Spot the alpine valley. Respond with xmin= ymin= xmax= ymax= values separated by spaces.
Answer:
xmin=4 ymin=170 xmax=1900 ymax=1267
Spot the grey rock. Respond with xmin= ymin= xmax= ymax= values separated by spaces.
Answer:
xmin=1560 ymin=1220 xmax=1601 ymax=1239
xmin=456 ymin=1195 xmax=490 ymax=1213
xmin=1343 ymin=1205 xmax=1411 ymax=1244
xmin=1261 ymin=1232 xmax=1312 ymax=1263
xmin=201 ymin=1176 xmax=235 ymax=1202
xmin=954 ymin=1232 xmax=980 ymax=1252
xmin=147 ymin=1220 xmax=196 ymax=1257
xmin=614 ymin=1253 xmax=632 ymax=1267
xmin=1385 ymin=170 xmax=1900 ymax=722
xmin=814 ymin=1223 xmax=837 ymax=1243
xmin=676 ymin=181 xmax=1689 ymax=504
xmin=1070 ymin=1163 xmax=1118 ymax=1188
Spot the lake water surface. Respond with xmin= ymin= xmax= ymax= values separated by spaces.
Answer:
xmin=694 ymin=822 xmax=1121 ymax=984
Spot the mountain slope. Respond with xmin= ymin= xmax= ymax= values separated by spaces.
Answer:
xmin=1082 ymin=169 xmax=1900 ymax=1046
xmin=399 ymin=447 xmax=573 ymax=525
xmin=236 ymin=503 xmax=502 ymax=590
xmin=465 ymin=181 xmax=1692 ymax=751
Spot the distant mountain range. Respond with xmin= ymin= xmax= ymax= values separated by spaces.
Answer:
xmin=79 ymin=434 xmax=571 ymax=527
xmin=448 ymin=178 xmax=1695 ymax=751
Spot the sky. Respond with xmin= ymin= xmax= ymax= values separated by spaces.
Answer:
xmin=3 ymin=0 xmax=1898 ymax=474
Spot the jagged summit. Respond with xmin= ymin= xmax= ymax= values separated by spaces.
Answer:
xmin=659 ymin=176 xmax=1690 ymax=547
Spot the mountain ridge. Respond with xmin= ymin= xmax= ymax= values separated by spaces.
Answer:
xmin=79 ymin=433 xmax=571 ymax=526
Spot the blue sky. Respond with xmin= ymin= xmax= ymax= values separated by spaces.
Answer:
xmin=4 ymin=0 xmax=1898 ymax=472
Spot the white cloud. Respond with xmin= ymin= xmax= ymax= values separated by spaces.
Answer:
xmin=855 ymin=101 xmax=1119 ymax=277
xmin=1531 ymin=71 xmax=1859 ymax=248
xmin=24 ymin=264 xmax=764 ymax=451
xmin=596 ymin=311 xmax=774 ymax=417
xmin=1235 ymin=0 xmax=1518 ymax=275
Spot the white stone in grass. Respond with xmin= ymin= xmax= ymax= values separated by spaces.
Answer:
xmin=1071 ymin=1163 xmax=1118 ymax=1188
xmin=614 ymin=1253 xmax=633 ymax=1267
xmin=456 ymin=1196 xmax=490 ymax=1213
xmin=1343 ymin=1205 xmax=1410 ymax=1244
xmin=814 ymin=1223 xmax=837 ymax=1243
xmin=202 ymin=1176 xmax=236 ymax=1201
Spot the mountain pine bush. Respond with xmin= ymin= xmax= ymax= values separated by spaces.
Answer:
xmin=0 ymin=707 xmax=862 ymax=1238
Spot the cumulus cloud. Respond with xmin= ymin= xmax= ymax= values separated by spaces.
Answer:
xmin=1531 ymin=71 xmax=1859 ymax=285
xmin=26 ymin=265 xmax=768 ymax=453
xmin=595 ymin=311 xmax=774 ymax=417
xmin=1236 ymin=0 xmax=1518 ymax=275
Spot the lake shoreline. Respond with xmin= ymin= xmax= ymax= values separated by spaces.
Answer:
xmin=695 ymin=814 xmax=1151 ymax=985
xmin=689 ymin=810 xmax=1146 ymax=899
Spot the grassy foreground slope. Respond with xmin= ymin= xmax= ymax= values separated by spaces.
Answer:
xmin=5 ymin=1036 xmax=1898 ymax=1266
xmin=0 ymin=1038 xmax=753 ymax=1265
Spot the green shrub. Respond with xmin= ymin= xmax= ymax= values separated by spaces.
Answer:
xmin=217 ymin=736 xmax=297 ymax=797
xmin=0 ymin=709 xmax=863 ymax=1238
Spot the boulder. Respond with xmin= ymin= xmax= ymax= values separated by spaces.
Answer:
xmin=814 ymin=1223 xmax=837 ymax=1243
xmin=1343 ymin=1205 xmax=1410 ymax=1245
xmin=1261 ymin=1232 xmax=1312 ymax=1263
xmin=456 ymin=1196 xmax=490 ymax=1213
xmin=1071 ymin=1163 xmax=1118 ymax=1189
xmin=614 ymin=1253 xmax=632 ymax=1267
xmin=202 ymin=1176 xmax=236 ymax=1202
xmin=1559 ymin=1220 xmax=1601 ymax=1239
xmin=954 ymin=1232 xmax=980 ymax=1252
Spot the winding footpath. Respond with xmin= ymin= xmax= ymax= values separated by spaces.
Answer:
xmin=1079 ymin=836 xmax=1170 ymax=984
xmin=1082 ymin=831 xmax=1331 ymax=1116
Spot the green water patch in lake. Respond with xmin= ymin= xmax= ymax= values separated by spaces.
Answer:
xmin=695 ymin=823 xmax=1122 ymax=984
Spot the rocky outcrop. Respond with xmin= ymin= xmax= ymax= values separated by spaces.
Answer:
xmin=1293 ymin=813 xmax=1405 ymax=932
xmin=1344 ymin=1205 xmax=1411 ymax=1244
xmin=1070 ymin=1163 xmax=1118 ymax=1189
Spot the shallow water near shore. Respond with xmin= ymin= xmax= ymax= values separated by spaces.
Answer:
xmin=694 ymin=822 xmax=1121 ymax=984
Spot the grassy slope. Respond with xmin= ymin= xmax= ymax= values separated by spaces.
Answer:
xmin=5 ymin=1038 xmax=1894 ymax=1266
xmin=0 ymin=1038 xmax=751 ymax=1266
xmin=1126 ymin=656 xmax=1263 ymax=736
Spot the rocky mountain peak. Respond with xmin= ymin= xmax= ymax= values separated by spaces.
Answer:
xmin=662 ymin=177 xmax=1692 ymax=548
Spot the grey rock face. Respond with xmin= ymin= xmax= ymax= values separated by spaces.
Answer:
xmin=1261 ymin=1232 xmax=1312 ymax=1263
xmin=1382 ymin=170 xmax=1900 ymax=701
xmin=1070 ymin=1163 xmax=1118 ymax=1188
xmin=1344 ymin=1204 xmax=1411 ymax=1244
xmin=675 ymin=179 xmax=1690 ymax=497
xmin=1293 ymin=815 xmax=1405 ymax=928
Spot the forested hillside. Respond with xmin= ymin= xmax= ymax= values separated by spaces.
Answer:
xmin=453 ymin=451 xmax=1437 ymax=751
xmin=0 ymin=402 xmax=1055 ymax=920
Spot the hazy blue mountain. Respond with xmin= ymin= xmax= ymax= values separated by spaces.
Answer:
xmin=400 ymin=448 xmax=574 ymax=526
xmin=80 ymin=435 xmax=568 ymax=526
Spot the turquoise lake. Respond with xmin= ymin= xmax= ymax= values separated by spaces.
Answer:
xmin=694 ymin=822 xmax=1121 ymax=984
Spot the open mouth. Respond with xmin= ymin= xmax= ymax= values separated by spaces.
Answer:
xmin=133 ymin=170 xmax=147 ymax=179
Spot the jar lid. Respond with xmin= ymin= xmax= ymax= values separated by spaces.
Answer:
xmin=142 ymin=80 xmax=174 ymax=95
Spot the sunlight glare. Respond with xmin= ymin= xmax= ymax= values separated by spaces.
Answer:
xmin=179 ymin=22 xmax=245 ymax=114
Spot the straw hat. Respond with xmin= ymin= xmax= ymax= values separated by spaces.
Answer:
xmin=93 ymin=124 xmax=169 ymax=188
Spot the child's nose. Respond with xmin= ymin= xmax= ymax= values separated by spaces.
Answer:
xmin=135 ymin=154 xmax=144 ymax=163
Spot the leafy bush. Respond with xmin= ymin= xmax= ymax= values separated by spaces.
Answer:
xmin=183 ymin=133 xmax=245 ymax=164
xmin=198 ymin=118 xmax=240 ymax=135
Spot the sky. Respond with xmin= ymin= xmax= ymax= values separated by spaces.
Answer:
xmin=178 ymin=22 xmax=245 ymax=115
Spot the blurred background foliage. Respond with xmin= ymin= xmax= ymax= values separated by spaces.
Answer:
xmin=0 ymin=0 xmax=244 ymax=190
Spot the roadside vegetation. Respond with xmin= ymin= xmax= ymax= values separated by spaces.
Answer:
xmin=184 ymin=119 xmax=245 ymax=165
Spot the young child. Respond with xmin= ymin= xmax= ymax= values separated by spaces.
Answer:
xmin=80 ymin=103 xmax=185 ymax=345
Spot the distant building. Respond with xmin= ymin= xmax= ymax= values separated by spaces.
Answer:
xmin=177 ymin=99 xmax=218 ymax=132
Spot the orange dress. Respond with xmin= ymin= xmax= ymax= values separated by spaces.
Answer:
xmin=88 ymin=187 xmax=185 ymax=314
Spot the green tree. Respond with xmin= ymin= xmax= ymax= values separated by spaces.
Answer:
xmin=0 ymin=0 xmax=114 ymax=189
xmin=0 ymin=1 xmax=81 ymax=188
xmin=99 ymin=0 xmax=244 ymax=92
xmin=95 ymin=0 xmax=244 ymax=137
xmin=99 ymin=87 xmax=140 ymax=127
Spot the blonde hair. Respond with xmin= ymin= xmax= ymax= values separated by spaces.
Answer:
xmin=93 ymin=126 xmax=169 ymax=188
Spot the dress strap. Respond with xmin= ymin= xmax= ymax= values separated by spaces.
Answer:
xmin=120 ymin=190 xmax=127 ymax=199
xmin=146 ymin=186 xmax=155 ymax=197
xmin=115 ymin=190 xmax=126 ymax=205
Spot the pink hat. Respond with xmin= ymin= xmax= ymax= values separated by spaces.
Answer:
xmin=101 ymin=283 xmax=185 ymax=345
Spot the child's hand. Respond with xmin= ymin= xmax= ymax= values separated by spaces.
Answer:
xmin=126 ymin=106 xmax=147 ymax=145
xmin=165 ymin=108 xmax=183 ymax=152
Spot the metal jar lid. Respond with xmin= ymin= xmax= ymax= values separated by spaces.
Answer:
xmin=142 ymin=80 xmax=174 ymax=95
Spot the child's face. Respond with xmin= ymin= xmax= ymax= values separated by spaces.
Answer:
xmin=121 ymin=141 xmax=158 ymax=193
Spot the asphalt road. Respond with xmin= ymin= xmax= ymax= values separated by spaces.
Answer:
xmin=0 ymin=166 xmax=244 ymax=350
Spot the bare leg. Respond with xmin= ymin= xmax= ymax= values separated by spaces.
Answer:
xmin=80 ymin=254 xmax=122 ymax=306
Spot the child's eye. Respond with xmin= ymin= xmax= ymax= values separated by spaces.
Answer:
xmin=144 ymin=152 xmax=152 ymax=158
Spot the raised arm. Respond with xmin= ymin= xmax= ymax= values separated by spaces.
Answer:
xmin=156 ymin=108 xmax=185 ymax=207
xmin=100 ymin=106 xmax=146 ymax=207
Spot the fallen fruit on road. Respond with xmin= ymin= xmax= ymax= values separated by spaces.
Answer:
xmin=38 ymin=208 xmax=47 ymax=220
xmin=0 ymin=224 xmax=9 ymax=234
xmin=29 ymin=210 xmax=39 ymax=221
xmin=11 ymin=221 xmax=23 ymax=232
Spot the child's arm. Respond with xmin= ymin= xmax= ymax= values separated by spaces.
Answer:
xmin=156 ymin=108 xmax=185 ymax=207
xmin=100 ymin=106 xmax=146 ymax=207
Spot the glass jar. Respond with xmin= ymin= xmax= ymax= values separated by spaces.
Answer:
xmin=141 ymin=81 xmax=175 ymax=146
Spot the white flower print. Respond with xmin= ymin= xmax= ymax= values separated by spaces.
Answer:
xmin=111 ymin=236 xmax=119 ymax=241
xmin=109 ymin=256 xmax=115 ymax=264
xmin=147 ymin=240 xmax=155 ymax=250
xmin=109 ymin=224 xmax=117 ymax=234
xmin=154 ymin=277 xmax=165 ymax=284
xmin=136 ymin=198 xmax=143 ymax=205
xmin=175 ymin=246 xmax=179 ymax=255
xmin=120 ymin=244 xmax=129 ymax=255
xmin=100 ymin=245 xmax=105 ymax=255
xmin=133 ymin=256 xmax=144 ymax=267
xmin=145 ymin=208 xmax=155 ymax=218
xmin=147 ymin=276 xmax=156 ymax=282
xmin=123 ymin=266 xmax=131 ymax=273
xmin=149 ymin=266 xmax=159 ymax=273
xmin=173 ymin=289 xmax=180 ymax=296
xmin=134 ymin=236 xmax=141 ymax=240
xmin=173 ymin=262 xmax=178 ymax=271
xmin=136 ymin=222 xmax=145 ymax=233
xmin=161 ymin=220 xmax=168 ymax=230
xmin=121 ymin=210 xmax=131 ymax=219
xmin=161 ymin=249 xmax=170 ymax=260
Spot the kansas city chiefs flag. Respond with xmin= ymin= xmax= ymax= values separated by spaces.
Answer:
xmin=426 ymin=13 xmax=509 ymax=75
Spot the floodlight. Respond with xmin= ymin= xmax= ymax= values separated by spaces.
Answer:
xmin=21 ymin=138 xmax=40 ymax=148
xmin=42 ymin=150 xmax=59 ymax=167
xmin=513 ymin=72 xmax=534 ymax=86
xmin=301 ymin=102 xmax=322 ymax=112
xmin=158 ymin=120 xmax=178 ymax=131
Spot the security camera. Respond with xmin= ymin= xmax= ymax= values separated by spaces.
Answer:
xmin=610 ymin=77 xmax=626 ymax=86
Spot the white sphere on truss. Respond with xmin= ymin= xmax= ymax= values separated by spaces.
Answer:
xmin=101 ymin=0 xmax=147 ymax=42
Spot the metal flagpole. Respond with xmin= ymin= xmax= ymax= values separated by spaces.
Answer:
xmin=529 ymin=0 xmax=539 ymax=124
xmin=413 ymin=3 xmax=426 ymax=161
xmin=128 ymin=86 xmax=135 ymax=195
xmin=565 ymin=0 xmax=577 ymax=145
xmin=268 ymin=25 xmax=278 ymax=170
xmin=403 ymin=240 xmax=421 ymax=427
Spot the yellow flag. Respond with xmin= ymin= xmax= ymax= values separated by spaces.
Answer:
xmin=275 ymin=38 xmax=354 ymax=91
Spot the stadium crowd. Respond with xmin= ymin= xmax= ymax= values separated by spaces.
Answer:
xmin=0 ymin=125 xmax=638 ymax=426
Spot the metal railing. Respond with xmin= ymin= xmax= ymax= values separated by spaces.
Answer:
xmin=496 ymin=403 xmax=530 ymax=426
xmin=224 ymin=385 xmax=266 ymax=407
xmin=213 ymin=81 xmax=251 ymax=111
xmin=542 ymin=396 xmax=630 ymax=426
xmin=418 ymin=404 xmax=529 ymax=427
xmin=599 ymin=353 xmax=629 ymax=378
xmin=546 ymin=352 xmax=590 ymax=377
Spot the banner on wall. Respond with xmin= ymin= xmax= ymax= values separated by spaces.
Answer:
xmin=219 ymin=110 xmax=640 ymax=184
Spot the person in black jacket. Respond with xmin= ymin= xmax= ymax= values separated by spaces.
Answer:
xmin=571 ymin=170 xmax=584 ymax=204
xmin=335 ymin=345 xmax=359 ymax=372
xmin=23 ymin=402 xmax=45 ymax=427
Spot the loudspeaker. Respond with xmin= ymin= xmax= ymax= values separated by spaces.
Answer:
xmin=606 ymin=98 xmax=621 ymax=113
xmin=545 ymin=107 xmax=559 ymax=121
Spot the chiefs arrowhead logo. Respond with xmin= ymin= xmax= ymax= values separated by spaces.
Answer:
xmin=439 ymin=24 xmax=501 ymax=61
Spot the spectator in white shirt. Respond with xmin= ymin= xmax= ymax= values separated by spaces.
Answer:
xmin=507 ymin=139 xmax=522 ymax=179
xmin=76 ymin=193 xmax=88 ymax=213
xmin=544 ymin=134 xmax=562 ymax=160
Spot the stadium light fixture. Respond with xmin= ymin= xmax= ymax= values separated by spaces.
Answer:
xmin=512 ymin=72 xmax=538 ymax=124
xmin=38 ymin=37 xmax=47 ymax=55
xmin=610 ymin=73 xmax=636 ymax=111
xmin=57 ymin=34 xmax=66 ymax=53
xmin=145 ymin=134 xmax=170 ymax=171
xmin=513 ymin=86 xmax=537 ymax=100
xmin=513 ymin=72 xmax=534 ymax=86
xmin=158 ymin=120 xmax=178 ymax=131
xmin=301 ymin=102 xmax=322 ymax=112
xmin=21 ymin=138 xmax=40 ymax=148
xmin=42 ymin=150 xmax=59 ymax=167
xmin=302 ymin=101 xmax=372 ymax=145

———

## EXERCISE GOAL:
Having output the line that contains "Spot the grey rock.", stop. Every line before it, back to the first line of the data, must be reproduced exactly.

## OUTPUT:
Spot the alpine valley. Respond with xmin= ymin= xmax= ymax= values separated by spaces.
Answer:
xmin=4 ymin=170 xmax=1900 ymax=1267
Spot the grey rock. Respond with xmin= ymin= xmax= ymax= values separated by spaces.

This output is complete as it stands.